[Start of Given text]

Under GCC formatting, the “and” lines need to be indented under “For each”.
Maybe indent the “1.” line a bit more if you think it looks nicer with the
numbers lined up (it probably does).

Similarly, the last bit of text should end with “.  */”, rather than
with the “;\n  */” above.

(Sorry that the rules are so picky about this.)

> +  /* First, prepare the data flow information.  */
> +  basic_block bb = BLOCK_FOR_INSN (ret);
> +  bitmap live_out;
> +  live_out = BITMAP_ALLOC (NULL);

Should just use auto_bitmap here, which will also handle the freeing.

> +  bitmap_copy (live_out, df_get_live_out (bb));
> +  df_simulate_initialize_backwards (bb, live_out);
> +  df_simulate_one_insn_backwards (bb, ret, live_out);
> +
> +  HARD_REG_SET need_zeroed_hardregs;
> +  CLEAR_HARD_REG_SET (need_zeroed_hardregs);

Maybe s/need_zeroed/selected/?  Similarly to the target hook comment
in the previous review, I think “need” makes it sound like the target
has no freedom to decline.

> +  for (unsigned int regno = 0; regno < FIRST_PSEUDO_REGISTER; regno++)
> +    {
> +      if (!crtl->abi->clobbers_full_reg_p (regno))
> +     continue;
> +      if (fixed_regs[regno])
> +     continue;
> +      if (REGNO_REG_SET_P (live_out, regno))
> +     continue;
> +      if (gpr_only
> +       && !TEST_HARD_REG_BIT (reg_class_contents[GENERAL_REGS], regno))
> +     continue;
> +      if (used_only && !df_regs_ever_live_p (regno))
> +     continue;
> +      if (arg_only && !FUNCTION_ARG_REGNO_P (regno))
> +     continue;
> +
> +      /* Now this is a register that we might want to zero.  */
> +      SET_HARD_REG_BIT (need_zeroed_hardregs, regno);
> +    }
> +
> +  BITMAP_FREE (live_out);
> +
> +  if (hard_reg_set_empty_p (need_zeroed_hardregs))

[End of Given text]
[Start of Material]

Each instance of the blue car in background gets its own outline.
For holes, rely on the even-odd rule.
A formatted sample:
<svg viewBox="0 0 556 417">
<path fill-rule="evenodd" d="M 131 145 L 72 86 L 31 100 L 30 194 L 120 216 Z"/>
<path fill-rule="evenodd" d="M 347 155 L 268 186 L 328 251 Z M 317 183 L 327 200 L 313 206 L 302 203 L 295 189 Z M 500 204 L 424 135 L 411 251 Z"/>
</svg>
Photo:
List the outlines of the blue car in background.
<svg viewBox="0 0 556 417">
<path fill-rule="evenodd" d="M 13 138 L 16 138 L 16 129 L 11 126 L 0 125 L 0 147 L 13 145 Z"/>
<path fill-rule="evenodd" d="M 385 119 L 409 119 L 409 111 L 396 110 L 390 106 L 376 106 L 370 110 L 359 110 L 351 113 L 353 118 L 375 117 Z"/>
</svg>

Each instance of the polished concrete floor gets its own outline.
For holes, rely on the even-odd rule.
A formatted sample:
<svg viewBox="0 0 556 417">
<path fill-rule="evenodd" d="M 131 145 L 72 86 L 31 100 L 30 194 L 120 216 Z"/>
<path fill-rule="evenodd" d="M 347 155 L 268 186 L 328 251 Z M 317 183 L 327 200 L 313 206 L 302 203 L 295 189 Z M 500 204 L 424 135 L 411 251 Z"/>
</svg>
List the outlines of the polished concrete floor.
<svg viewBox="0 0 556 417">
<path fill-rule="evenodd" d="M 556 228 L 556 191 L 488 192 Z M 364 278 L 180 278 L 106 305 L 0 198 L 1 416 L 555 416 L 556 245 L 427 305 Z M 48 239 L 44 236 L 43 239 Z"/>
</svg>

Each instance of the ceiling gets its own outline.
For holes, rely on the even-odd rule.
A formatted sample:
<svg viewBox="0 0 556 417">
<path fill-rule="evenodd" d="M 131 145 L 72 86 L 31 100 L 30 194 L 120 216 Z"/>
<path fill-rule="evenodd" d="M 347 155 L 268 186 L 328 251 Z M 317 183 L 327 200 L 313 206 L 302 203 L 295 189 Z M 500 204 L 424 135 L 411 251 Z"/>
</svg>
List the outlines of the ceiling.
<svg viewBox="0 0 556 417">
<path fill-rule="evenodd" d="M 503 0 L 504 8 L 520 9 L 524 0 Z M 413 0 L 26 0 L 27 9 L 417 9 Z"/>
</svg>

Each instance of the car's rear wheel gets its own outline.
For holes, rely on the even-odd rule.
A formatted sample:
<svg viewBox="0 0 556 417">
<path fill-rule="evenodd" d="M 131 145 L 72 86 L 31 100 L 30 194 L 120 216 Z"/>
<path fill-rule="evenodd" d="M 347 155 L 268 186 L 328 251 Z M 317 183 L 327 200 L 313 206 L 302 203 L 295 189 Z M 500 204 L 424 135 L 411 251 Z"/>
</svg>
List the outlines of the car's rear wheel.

[End of Material]

◆ Written tasks ◆
(1) In the code review, what does the reviewer suggest using for live_out instead of allocating it with BITMAP_ALLOC?
(2) Carry the code review on from its final line.
The rows have no connection to the code review.

◆ The results ◆
(1) An auto_bitmap, which will also handle the freeing.

(2)
> +    return;
> +
> +  /* Now we get a hard register set that need to be zeroed, pass it to
> +     target to generate zeroing sequence.  */

/* Now that we have a hard register set that needs to be zeroed, pass it
   to the target to generate the zeroing sequence.  */

> +  HARD_REG_SET zeroed_hardregs;
> +  start_sequence ();
> +  zeroed_hardregs = targetm.calls.zero_call_used_regs (need_zeroed_hardregs);
> +  rtx_insn *seq = get_insns ();
> +  end_sequence ();
> +  if (seq)
> +    {
> +      /* Emit the memory blockage and register clobber asm volatile before
> +      the whole sequence.  */
> +      start_sequence ();
> +      expand_asm_reg_clobber_mem_blockage (zeroed_hardregs);
> +      rtx_insn *seq_barrier = get_insns ();
> +      end_sequence ();
> +
> +      emit_insn_before (seq_barrier, ret);
> +      emit_insn_before (seq, ret);
> +
> +      /* Update the data flow information.  */
> +      crtl->must_be_zero_on_return |= zeroed_hardregs;
> +      df_set_bb_dirty (EXIT_BLOCK_PTR_FOR_FN (cfun));
> +    }
> +}
> +
> +
>  /* Return a sequence to be used as the epilogue for the current function,
>     or NULL.  */
>  
> @@ -6486,7 +6584,120 @@ make_pass_thread_prologue_and_epilogue (gcc::context 
> *ctxt)
>  {
>    return new pass_thread_prologue_and_epilogue (ctxt);
>  }
> -
>
> +
> +static unsigned int
> +rest_of_zero_call_used_regs (void)

This needs a function comment.  Maybe:

/* Iterate over the function's return instructions and insert any
   register zeroing required by the -fzero-call-used-regs command-line
   option or the "zero_call_used_regs" function attribute.  */

Also, we might as well make it:

pass_zero_call_used_regs::execute

rather than a separate function.  The “rest_of_…” stuff is mostly legacy.

> +{
> +  edge_iterator ei;
> +  edge e;
> +  rtx_insn *insn;
> +
> +  /* This pass needs data flow information.  */
> +  df_analyze ();
> +
> +  /* Search all the "return"s in the routine, and insert instruction 
> sequence to
> +     zero the call used registers.  */
> +  FOR_EACH_EDGE (e, ei, EXIT_BLOCK_PTR_FOR_FN (cfun)->preds)
> +    {
> +      insn = BB_END (e->src);

Modern style would be to declare insn here rather than above.

> +      if (JUMP_P (insn) && ANY_RETURN_P (JUMP_LABEL (insn)))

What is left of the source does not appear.